▶ [Problem]: Using the records below, copy out exactly the line that contains "Place a point on each instance of the turbine nacelle, giving" and every line that follows it, up to and including the last, and no others.

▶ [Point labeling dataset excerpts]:
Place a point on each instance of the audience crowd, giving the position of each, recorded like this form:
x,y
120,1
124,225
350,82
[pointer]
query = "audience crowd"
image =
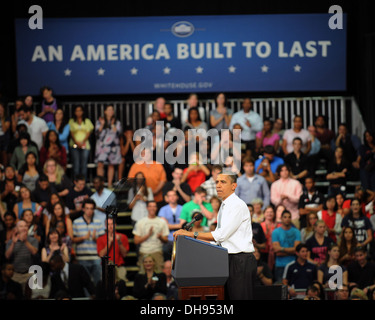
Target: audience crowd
x,y
317,242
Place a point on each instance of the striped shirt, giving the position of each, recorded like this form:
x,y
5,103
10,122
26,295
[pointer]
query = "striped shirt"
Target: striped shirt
x,y
87,249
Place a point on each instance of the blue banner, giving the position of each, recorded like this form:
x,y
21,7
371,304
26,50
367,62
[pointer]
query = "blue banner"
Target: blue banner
x,y
235,53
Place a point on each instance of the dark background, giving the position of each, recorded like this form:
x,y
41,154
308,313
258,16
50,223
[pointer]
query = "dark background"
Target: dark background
x,y
360,37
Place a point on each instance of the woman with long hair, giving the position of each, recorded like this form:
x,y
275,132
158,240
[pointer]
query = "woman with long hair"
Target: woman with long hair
x,y
81,128
108,131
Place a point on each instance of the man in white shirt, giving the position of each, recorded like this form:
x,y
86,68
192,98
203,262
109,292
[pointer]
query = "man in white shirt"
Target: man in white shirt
x,y
233,232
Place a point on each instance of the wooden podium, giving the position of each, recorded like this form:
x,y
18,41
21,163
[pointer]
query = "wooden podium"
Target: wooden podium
x,y
200,269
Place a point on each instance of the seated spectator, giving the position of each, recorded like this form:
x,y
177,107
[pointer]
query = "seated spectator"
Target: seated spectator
x,y
62,128
77,195
182,188
196,173
366,163
251,185
30,171
18,158
332,218
296,131
86,230
266,137
332,263
311,200
58,214
300,273
57,178
198,203
171,214
361,224
361,272
287,191
22,252
284,241
150,233
318,244
71,278
297,161
268,164
348,243
9,289
338,172
25,203
138,197
53,149
210,184
149,281
54,245
120,242
308,231
264,273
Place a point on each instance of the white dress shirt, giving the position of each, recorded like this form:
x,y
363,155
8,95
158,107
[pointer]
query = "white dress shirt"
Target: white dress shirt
x,y
234,232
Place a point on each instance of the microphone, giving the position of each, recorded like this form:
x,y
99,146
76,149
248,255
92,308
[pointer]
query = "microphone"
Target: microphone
x,y
189,225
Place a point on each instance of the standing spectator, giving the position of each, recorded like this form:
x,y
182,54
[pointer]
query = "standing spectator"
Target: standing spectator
x,y
18,157
81,128
332,218
150,280
171,214
301,273
197,204
348,243
121,248
21,251
266,137
251,185
360,223
4,134
311,200
220,117
296,131
332,263
151,233
154,173
361,272
287,191
62,128
182,188
318,244
77,195
52,148
49,104
102,196
57,178
338,172
36,127
86,231
251,123
284,241
138,197
108,151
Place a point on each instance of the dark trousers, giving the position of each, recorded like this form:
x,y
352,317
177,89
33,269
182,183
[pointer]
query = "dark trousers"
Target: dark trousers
x,y
242,274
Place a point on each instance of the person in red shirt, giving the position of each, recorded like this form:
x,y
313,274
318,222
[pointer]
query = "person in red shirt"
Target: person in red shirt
x,y
121,249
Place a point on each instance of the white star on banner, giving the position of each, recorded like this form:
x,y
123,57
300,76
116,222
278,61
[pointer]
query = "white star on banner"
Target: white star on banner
x,y
199,69
264,68
134,71
167,70
232,69
297,68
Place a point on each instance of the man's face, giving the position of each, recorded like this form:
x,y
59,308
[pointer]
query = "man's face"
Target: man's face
x,y
224,186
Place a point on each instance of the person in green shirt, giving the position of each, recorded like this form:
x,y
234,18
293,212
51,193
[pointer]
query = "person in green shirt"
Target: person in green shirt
x,y
197,204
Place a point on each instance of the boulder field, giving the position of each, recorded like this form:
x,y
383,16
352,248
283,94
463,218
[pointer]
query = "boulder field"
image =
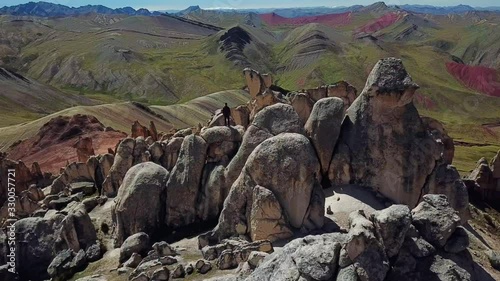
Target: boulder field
x,y
259,188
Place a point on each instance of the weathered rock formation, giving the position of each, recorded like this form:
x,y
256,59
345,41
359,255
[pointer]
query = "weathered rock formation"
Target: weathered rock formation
x,y
140,203
44,237
138,130
84,149
486,178
390,245
279,176
385,145
323,128
263,182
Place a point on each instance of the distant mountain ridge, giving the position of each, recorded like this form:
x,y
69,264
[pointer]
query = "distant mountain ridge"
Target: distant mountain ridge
x,y
314,11
45,9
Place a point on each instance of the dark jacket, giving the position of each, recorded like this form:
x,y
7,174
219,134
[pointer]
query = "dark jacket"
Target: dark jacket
x,y
226,111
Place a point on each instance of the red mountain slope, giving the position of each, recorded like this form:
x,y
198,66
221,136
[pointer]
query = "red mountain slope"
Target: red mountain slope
x,y
482,79
330,19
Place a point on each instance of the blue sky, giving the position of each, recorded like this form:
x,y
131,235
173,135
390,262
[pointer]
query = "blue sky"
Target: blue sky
x,y
243,4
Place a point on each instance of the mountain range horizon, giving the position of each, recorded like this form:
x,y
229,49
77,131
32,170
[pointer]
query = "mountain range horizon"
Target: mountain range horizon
x,y
52,8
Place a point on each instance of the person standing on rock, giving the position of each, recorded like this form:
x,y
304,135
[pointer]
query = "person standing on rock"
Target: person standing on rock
x,y
226,111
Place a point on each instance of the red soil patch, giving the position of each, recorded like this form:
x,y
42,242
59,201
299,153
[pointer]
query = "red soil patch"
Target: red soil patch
x,y
424,101
53,146
482,79
380,23
330,19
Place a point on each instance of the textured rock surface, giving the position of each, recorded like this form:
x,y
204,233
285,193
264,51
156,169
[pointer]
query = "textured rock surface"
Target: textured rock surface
x,y
137,243
435,219
309,258
287,166
323,128
140,204
383,142
184,182
122,163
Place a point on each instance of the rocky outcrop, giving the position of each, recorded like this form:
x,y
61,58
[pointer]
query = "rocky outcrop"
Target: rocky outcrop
x,y
140,203
302,104
341,89
486,177
138,130
286,167
66,264
323,128
137,243
43,238
129,153
22,176
385,145
84,149
389,245
184,182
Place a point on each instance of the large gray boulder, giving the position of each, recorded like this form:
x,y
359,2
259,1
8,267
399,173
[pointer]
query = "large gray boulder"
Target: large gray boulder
x,y
271,121
287,166
365,250
383,142
77,230
66,264
140,203
184,182
392,224
445,179
123,161
39,236
435,219
323,128
309,258
138,243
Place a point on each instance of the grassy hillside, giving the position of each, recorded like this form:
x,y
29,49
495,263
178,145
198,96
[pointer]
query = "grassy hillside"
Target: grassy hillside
x,y
163,61
120,116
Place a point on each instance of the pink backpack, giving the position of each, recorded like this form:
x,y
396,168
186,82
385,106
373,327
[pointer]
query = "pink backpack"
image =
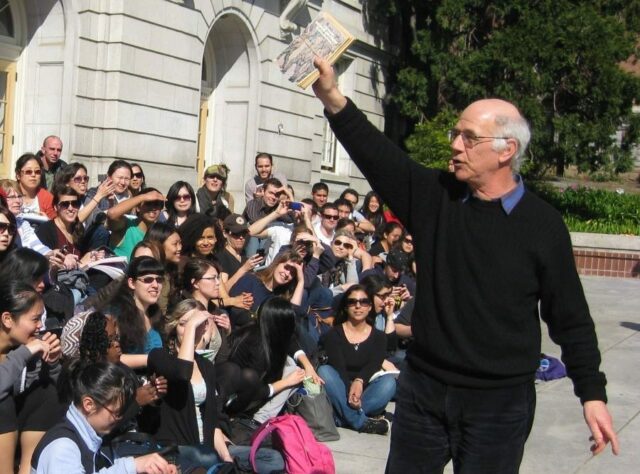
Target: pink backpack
x,y
292,437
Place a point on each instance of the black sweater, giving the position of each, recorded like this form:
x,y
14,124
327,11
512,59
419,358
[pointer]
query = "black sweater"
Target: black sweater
x,y
177,413
481,273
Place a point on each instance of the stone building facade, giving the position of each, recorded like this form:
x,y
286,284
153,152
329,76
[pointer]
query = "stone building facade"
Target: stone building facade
x,y
176,86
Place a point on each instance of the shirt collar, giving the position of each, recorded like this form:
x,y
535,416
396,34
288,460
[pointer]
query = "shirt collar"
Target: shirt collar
x,y
509,200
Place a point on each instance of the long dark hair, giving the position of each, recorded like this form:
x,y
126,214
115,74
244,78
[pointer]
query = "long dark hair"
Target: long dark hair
x,y
341,311
376,218
25,265
64,175
119,300
77,229
172,195
276,324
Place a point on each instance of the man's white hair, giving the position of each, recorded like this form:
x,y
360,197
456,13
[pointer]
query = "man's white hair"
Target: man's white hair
x,y
516,128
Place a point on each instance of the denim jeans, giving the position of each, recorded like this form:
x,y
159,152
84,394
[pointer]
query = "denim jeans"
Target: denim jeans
x,y
267,460
482,430
374,399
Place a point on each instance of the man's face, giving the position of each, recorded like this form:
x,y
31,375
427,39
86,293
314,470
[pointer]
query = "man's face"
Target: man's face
x,y
271,196
51,150
263,167
475,162
330,219
320,197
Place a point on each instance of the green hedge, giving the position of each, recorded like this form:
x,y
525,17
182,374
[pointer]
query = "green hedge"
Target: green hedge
x,y
593,210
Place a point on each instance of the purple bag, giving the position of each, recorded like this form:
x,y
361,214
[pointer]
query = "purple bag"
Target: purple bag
x,y
550,368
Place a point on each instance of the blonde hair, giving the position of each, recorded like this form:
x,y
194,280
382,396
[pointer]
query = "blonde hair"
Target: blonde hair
x,y
173,319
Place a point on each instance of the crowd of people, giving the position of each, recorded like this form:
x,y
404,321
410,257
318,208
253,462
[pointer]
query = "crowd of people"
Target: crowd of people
x,y
179,316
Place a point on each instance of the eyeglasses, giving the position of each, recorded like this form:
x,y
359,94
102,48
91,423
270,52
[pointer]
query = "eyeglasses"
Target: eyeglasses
x,y
383,296
153,205
31,172
213,278
8,228
340,243
239,235
75,203
469,140
358,301
147,280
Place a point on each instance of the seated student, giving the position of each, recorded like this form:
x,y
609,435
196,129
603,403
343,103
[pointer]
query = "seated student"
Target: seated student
x,y
266,352
212,193
30,404
101,393
355,352
348,264
134,301
181,203
391,234
394,269
188,415
125,232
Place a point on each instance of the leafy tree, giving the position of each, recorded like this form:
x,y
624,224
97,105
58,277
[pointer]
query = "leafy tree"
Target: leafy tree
x,y
558,60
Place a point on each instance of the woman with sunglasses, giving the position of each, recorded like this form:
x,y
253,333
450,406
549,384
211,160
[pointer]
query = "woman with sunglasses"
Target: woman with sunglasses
x,y
137,182
65,232
127,232
212,193
101,392
347,263
134,301
31,407
181,203
75,176
355,352
36,200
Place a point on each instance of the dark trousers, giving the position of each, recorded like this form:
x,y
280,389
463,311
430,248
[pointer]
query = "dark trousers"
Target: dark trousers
x,y
481,430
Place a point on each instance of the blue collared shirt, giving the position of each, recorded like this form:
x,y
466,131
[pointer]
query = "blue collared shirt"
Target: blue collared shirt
x,y
509,200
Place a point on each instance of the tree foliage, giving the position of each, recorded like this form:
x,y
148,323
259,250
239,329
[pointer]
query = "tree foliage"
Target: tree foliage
x,y
558,60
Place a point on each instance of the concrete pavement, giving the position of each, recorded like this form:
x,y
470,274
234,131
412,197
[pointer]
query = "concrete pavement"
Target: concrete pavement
x,y
559,443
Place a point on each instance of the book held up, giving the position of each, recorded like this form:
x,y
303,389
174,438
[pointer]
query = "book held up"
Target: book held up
x,y
323,37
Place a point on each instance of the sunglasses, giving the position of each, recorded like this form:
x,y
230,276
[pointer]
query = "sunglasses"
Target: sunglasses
x,y
358,301
147,280
75,203
153,205
340,243
9,228
31,172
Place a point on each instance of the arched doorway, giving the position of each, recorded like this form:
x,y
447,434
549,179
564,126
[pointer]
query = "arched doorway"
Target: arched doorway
x,y
229,97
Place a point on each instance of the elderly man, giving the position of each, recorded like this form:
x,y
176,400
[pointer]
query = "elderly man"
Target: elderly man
x,y
51,162
493,259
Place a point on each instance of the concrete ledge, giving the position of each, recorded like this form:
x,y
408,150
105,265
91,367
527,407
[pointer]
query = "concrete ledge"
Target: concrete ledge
x,y
607,255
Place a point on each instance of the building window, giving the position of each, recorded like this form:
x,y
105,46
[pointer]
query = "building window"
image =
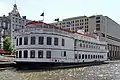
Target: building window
x,y
97,17
20,41
63,42
94,56
86,56
16,54
91,56
80,44
55,41
25,54
49,41
17,42
33,40
41,40
25,40
98,21
64,53
103,35
75,56
32,54
79,56
48,54
82,56
40,54
97,29
97,25
20,54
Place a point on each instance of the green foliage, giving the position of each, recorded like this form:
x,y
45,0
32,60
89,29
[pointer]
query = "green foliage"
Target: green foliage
x,y
7,46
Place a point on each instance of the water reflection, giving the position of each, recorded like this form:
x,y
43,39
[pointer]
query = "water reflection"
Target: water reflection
x,y
101,72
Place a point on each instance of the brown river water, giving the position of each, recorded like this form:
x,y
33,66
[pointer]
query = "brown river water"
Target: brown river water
x,y
109,71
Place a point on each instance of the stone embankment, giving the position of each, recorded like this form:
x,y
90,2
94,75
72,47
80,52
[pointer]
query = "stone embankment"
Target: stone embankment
x,y
6,61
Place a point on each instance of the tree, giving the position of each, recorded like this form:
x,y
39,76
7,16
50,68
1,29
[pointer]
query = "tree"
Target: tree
x,y
7,46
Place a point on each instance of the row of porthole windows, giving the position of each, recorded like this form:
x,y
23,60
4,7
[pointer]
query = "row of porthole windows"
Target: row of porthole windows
x,y
32,54
40,41
88,56
89,46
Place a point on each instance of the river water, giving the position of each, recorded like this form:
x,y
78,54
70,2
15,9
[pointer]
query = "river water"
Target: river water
x,y
109,71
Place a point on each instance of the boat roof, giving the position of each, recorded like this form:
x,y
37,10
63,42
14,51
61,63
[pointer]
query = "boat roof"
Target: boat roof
x,y
57,27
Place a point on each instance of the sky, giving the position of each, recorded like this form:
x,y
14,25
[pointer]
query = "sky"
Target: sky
x,y
62,8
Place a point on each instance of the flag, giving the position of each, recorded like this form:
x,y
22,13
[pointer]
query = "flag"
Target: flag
x,y
57,19
42,14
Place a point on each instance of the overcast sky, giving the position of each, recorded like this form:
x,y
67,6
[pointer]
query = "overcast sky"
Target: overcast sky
x,y
62,8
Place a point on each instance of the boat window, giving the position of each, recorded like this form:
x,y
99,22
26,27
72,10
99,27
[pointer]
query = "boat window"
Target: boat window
x,y
84,45
17,42
80,44
20,54
16,54
41,40
25,54
89,56
82,56
32,54
49,41
102,56
20,41
33,40
40,54
94,56
63,42
64,53
56,41
48,54
85,56
75,56
79,56
25,40
98,56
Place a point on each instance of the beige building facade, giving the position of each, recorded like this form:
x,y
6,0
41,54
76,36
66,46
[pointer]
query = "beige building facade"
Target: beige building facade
x,y
103,26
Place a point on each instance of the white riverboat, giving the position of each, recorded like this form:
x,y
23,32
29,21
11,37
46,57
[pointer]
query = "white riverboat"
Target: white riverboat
x,y
44,44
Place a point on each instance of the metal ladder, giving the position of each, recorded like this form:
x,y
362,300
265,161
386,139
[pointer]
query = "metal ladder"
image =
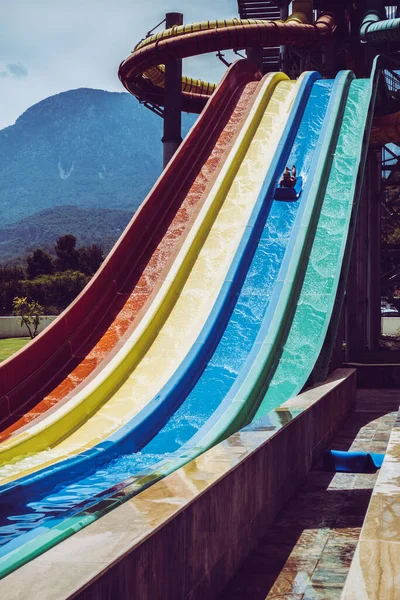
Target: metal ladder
x,y
269,10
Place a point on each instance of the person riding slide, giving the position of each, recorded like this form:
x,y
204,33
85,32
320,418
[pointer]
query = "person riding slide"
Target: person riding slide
x,y
288,177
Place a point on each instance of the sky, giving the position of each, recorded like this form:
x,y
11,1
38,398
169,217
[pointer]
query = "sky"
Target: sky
x,y
49,46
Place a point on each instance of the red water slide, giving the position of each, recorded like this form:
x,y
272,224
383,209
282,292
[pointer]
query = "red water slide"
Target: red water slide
x,y
74,347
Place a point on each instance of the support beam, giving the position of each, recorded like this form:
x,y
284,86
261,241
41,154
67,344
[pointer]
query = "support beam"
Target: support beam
x,y
172,98
256,56
284,62
374,243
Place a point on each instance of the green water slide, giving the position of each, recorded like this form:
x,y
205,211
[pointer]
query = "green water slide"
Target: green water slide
x,y
310,341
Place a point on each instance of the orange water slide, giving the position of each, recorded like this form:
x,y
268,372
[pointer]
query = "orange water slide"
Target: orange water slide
x,y
72,350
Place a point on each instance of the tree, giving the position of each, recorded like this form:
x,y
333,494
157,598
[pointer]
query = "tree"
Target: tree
x,y
10,286
56,291
90,259
39,263
30,314
67,254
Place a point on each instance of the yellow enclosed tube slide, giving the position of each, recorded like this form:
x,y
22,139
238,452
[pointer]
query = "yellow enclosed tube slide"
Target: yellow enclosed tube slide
x,y
157,74
180,309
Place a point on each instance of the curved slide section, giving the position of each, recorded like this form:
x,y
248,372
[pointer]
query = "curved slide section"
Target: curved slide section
x,y
271,243
139,430
69,352
212,36
162,340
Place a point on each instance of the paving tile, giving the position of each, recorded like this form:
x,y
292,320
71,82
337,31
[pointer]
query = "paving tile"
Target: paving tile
x,y
308,552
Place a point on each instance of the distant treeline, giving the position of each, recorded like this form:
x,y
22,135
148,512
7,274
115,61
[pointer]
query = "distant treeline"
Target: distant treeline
x,y
54,283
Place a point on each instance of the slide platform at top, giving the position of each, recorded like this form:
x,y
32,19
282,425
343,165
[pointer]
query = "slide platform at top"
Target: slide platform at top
x,y
142,73
53,367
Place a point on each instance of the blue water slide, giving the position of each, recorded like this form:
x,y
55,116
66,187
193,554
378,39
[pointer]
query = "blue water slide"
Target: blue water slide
x,y
44,499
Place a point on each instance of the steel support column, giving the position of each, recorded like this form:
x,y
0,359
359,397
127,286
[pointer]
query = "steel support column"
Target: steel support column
x,y
172,98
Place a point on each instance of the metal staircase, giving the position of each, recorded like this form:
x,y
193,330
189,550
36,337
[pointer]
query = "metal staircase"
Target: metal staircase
x,y
269,10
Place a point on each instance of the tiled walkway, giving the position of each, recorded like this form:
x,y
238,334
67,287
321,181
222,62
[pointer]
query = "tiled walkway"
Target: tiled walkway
x,y
307,553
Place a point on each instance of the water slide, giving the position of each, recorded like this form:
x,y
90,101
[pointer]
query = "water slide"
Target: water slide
x,y
285,253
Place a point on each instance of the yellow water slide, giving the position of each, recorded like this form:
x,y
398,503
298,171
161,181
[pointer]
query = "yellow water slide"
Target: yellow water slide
x,y
171,326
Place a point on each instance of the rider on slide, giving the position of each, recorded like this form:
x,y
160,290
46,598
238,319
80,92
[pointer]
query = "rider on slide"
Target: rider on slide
x,y
288,178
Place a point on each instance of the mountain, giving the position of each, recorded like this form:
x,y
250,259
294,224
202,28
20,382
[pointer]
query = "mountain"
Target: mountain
x,y
86,148
89,226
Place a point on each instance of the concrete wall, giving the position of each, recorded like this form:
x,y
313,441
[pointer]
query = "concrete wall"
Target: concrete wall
x,y
185,537
11,327
390,326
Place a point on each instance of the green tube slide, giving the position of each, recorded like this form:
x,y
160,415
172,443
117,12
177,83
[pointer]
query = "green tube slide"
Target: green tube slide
x,y
375,28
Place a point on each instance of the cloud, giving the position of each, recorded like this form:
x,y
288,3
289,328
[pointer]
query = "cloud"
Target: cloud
x,y
14,70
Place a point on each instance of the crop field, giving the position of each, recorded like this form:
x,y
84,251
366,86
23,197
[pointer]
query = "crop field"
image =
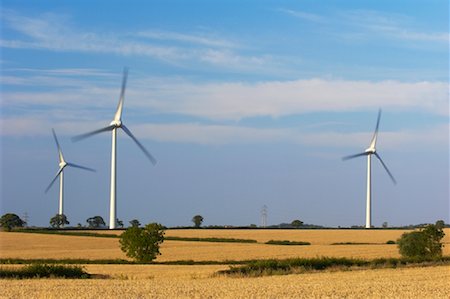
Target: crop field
x,y
197,282
200,281
24,245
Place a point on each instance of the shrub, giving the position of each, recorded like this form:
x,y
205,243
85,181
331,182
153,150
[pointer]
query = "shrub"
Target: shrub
x,y
424,244
286,242
142,244
10,221
44,270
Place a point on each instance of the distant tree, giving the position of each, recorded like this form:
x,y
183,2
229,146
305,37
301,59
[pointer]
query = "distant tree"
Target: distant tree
x,y
197,219
142,244
297,223
9,221
425,243
440,224
119,223
96,222
59,220
135,223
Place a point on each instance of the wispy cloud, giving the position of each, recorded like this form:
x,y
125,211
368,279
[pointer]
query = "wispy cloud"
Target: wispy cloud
x,y
304,15
195,39
55,33
404,141
232,100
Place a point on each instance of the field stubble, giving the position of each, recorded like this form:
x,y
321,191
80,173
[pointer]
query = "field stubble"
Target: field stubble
x,y
156,281
28,246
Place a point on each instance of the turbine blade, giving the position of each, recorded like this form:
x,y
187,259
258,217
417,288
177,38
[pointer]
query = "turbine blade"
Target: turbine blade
x,y
56,140
118,114
81,167
373,142
354,156
86,135
385,167
54,179
60,155
149,156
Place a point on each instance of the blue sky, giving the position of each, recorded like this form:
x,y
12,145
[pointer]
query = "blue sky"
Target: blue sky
x,y
243,104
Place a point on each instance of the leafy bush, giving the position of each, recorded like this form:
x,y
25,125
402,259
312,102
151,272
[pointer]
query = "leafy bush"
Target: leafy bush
x,y
142,244
43,270
286,242
10,221
425,244
218,240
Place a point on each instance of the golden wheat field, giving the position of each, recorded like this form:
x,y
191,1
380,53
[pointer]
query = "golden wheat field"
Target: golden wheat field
x,y
199,281
20,245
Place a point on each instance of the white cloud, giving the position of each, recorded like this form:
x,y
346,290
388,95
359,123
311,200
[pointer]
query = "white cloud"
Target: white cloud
x,y
234,101
187,38
304,15
55,33
227,101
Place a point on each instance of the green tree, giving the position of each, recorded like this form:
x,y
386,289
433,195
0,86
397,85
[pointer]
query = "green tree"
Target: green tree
x,y
95,222
197,219
440,224
142,244
9,221
59,220
119,223
297,223
135,223
425,243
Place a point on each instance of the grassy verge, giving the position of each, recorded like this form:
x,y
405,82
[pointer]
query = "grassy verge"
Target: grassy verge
x,y
304,265
286,242
15,261
100,235
44,270
219,240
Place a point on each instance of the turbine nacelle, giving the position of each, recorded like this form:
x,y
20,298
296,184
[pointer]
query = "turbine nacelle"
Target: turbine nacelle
x,y
116,123
62,164
370,151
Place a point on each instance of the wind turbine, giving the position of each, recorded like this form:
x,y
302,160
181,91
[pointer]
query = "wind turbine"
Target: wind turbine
x,y
371,150
62,164
115,124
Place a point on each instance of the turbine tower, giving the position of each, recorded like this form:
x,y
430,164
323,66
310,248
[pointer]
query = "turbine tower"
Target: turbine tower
x,y
60,173
115,124
371,150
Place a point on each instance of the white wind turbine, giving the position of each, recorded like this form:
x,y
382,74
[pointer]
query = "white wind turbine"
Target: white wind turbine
x,y
371,150
115,124
62,164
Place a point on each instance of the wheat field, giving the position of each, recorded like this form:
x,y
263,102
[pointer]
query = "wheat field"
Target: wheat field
x,y
198,282
22,245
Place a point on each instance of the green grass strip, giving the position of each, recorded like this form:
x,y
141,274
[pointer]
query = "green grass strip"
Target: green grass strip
x,y
44,270
218,240
16,261
305,265
286,242
100,235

▶ [Response to this task]:
Place a point on each instance of the turbine nacelle, giving the position of each, recorded like this form:
x,y
20,298
296,184
[pointer]
query = "turbine nacelle"
Target: turbine nacelle
x,y
116,123
62,164
370,151
Place a point on each instance of the wind turbine, giving the position of each, recorded like this form:
x,y
302,160
181,91
[pointer]
query = "wind turbine"
Target: wind turbine
x,y
371,150
62,164
115,124
Place a point on each instance of the turbine tower, giving the position of each, recorded like this form:
x,y
430,164
323,66
310,248
[pointer]
query = "turbine tower"
Target: turbine tower
x,y
60,173
115,124
371,150
Place a point on each instance of the white wind turbine, giving the position of each, recorded like this form:
x,y
382,74
[pointer]
query = "white wind turbine"
Target: white wind turbine
x,y
371,150
115,124
62,164
Place a point on each instance of the wheat field, giving the position of each, recorded like this form:
x,y
263,102
[pointer]
query = "wheat field"
Target: wheat field
x,y
198,282
22,245
Place a point on each instance of the green grass strip, giving the position of each, recorded like this form:
x,y
141,274
[pointer]
query = "green grass strip"
Target: green grass strip
x,y
44,270
218,240
16,261
305,265
286,242
100,235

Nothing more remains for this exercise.